PAGE EXTRACT:
··········

1942 massacre in the Philippines by Japan

The Pantingan River massacre (Pagpatay sa Ilog Pantingan) was the mass execution of Filipino and American officers and non-commissioned officers prisoners-of-war by members of the Imperial Japanese Army during the Bataan Death March on April 12, 1942, in Bagac, Bataan. Several hundred soldiers from the Philippine Commonwealth Army's 1st, 11th, 71st, and 91st Divisions on the march to the north of Mount Samat where the Pantingan River crosses the Pilar-Bagac Road were taken to the riverside. Most of them were hog tied with telephone wire, shot, bayoneted or beheaded by the Imperial Japanese Army.

··········

[Records from a dataset]
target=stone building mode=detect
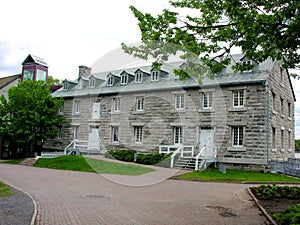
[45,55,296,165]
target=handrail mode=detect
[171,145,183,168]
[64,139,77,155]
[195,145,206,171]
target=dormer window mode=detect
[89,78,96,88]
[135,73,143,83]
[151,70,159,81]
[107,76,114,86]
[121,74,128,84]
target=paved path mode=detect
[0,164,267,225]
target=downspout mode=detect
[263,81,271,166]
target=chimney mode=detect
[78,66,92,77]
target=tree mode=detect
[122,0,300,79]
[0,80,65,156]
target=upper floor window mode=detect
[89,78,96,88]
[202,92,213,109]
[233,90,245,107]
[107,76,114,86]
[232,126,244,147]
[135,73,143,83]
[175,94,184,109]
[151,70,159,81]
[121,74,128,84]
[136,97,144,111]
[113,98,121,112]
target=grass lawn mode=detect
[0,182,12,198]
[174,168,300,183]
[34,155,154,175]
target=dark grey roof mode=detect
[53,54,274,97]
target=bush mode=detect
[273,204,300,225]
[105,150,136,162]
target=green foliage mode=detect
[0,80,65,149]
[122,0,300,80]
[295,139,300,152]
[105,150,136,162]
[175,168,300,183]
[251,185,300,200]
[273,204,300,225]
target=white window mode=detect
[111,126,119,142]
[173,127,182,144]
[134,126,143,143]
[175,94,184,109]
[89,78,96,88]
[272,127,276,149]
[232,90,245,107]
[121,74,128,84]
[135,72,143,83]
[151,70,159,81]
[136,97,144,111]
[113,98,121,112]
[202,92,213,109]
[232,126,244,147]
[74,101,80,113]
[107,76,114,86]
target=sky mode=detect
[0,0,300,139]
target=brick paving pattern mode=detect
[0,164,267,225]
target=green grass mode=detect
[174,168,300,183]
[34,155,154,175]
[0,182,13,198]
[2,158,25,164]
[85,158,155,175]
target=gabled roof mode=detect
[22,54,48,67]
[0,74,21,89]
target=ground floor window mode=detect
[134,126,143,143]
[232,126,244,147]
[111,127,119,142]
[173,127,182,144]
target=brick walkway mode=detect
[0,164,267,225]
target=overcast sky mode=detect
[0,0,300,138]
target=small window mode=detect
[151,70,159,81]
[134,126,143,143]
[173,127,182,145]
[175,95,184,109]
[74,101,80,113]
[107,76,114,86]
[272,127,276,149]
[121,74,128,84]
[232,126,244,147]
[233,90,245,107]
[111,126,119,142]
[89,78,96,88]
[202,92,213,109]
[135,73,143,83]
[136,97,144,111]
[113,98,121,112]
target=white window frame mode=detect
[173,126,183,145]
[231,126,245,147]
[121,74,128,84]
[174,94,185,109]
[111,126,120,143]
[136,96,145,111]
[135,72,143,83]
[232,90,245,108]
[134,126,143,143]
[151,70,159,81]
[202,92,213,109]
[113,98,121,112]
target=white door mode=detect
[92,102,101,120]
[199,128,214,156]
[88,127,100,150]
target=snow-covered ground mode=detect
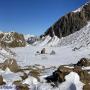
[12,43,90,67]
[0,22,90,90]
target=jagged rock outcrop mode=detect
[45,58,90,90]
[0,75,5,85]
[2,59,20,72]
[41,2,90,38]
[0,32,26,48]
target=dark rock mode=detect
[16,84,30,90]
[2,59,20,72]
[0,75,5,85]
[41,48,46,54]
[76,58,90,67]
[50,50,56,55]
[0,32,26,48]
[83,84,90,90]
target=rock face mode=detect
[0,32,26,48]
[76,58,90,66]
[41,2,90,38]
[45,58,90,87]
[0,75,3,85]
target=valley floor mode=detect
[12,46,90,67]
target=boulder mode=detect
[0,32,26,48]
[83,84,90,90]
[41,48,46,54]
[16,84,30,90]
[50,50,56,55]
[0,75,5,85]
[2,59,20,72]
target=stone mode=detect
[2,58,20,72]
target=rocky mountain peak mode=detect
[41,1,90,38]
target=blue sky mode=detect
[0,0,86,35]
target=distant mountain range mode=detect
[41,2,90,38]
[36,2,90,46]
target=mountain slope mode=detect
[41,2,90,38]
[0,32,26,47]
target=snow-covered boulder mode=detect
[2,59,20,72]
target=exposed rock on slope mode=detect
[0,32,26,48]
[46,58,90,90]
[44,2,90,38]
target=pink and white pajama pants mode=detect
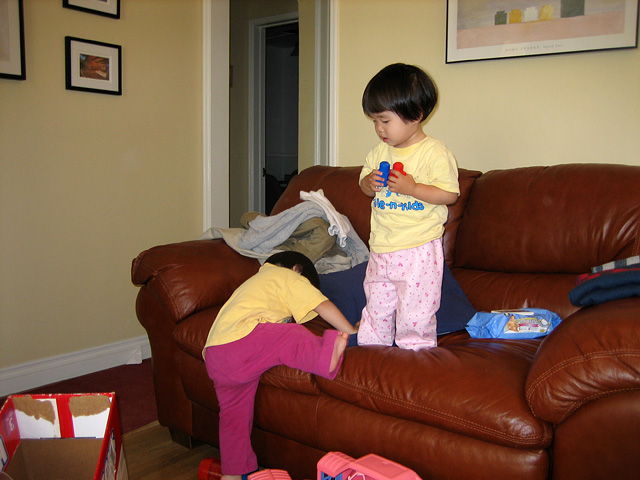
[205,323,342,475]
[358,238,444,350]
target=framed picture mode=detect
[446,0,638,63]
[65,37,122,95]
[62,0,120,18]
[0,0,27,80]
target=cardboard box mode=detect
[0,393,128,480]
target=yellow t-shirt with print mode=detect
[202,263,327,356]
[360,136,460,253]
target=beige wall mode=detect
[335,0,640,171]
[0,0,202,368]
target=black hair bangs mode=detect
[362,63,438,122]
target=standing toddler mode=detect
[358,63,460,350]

··········

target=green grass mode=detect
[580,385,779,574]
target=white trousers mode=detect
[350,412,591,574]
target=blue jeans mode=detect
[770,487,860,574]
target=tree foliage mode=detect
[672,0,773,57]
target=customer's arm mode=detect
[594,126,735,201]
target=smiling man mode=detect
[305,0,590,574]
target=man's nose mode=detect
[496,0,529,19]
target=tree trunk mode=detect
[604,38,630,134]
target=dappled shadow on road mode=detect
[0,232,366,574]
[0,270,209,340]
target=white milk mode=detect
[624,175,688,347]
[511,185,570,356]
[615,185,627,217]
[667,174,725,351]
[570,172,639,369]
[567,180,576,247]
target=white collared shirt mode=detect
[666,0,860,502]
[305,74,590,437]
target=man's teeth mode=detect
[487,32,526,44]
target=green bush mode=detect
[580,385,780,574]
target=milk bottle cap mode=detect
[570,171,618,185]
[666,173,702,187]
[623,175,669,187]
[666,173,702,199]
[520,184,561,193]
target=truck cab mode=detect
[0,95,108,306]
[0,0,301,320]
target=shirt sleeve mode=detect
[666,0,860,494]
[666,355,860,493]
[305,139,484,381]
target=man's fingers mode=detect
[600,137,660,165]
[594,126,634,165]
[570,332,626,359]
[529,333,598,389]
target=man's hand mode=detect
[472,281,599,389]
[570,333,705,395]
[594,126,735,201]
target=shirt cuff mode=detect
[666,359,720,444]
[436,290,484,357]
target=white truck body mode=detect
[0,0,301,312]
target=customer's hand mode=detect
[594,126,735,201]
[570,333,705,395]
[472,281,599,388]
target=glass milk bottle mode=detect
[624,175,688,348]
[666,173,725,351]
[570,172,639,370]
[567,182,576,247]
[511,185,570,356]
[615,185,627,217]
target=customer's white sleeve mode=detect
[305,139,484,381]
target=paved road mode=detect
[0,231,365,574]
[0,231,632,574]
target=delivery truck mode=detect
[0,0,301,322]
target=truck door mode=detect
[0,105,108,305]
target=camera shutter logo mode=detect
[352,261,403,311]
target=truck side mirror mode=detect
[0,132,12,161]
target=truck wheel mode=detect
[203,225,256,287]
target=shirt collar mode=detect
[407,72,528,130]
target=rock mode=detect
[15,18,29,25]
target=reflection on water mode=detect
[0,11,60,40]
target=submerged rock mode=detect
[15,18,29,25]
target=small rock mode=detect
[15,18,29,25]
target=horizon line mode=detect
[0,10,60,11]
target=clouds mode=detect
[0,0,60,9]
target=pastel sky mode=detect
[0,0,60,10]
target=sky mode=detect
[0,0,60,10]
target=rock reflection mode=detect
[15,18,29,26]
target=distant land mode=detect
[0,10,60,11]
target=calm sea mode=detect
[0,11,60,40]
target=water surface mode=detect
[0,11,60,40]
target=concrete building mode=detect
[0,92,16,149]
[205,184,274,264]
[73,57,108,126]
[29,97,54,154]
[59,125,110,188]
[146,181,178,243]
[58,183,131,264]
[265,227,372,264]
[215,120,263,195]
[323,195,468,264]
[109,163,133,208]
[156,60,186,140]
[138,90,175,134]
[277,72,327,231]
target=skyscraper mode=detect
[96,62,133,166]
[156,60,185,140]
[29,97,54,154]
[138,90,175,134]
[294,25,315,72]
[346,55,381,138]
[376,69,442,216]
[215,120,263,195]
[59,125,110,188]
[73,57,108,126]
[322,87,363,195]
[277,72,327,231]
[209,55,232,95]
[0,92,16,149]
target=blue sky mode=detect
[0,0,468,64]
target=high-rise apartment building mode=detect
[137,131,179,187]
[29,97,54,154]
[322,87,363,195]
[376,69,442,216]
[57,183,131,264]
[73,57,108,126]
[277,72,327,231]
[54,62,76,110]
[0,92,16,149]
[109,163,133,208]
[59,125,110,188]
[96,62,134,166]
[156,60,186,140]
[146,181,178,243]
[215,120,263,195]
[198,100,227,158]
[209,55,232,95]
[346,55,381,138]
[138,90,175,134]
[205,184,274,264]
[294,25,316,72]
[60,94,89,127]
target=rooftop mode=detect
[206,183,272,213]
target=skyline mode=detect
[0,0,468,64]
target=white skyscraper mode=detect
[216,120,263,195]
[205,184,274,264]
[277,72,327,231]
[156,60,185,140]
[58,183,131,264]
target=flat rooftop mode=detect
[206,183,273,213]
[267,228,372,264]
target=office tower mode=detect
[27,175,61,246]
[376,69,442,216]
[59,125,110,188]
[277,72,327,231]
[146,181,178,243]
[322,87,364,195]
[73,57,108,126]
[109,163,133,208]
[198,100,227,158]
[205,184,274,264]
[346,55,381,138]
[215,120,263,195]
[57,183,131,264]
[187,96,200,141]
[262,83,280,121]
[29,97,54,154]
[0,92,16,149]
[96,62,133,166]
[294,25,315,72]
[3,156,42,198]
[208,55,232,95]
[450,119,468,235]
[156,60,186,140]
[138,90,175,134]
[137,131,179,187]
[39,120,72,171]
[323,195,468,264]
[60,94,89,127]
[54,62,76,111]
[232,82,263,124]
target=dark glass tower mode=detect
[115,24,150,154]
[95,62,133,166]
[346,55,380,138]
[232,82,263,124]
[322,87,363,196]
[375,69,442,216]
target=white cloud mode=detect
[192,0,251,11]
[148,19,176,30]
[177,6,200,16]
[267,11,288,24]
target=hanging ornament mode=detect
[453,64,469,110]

··········

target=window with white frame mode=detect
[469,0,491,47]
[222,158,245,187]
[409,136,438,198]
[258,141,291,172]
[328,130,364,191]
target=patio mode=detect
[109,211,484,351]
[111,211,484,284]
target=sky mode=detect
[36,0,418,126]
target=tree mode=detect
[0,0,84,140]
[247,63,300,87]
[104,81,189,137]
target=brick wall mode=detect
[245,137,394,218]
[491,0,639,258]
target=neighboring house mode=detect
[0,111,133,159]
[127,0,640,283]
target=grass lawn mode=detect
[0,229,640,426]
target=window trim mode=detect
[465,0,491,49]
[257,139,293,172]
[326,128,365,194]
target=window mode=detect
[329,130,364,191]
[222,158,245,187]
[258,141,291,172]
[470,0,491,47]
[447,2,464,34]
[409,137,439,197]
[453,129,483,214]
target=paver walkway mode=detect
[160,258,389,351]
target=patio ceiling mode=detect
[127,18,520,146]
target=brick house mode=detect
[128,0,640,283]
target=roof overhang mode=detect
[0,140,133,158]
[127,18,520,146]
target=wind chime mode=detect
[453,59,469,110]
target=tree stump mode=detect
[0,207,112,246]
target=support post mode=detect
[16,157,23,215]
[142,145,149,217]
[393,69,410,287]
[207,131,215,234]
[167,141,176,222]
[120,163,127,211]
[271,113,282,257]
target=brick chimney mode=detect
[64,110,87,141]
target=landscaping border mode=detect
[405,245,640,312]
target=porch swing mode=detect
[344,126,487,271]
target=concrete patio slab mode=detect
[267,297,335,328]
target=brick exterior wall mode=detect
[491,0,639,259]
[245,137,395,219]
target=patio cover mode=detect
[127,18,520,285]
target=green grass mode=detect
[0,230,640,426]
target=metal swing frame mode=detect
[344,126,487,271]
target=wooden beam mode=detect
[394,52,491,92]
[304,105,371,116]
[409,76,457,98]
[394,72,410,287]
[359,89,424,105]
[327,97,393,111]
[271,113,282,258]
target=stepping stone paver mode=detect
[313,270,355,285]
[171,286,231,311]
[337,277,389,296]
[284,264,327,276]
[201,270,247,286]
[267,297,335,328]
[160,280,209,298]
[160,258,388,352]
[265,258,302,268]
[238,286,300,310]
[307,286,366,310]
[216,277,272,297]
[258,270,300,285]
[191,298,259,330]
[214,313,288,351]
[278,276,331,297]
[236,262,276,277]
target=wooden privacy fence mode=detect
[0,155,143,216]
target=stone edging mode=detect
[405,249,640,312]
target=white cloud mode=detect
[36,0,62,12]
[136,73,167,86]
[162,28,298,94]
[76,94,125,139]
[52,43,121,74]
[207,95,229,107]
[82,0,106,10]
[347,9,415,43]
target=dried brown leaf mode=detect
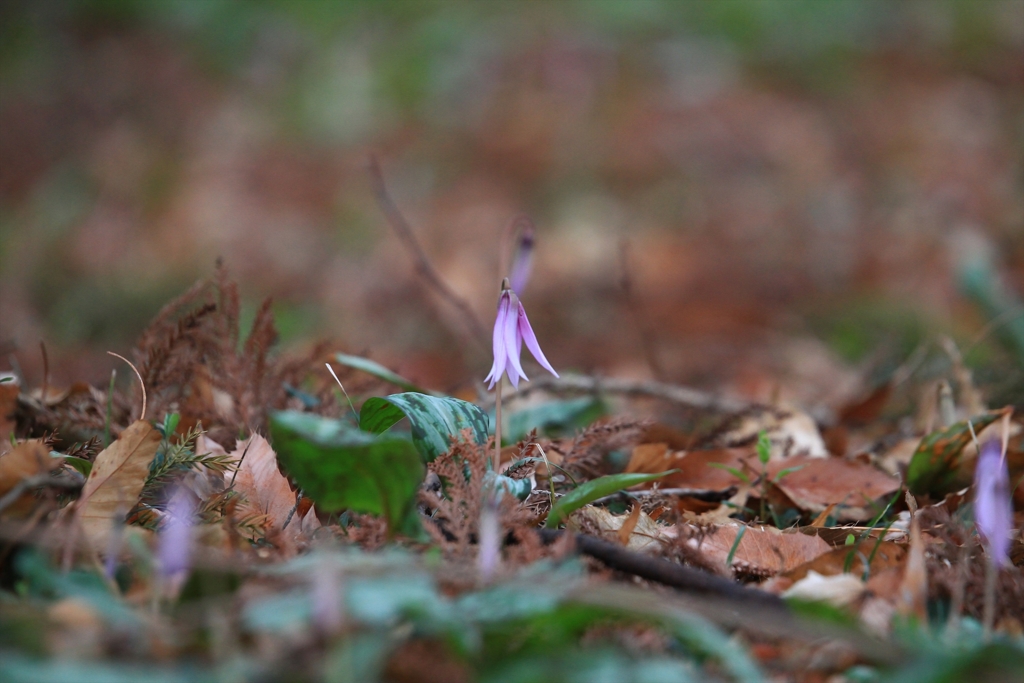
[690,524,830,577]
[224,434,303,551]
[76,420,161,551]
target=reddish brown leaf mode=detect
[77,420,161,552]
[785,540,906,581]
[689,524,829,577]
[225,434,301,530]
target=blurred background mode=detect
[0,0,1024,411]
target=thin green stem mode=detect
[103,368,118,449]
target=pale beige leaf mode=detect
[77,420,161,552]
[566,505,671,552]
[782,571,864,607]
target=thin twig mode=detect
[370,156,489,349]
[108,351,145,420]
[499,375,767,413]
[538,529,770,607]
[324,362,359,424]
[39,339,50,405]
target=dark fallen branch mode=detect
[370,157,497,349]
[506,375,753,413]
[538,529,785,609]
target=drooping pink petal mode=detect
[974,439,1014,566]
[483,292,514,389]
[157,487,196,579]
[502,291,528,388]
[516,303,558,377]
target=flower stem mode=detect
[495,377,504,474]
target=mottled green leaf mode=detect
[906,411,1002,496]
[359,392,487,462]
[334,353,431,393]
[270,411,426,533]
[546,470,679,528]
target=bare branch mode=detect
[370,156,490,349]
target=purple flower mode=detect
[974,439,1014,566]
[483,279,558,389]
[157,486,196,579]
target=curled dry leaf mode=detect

··········

REQUIRED ACTION: Extend the passage on the Pantingan River massacre, beginning right after its final sentence.

ANSWER FOR THE TASK:
The atrocity was attributed to Japanese Colonel Masanobu Tsuji, who oversaw it. Following Tsuji's abnormal order, which was considered to be a war crime and beyond his commission, the Japanese 122nd Regiment of 65th Brigade executed the US and Philippine soldiers in the Pantingan River. Colonel Takeo Imai, of another Japanese regiment, doubted the authority of the order. Imai ignored the cruel order and did not execute anyone.

Survivors of the massacre include Lt. Manuel Yan who later became the head of the Armed Forces of the Philippines and ambassador to Thailand. Another survivor, Capt. Ricardo Papa, a G-3 Officer of the 91st Division later became a Chief of Police in Manila. A Pantingan River Massacre Historical Marker is located at DD coordinates 14.63181, 120.47446.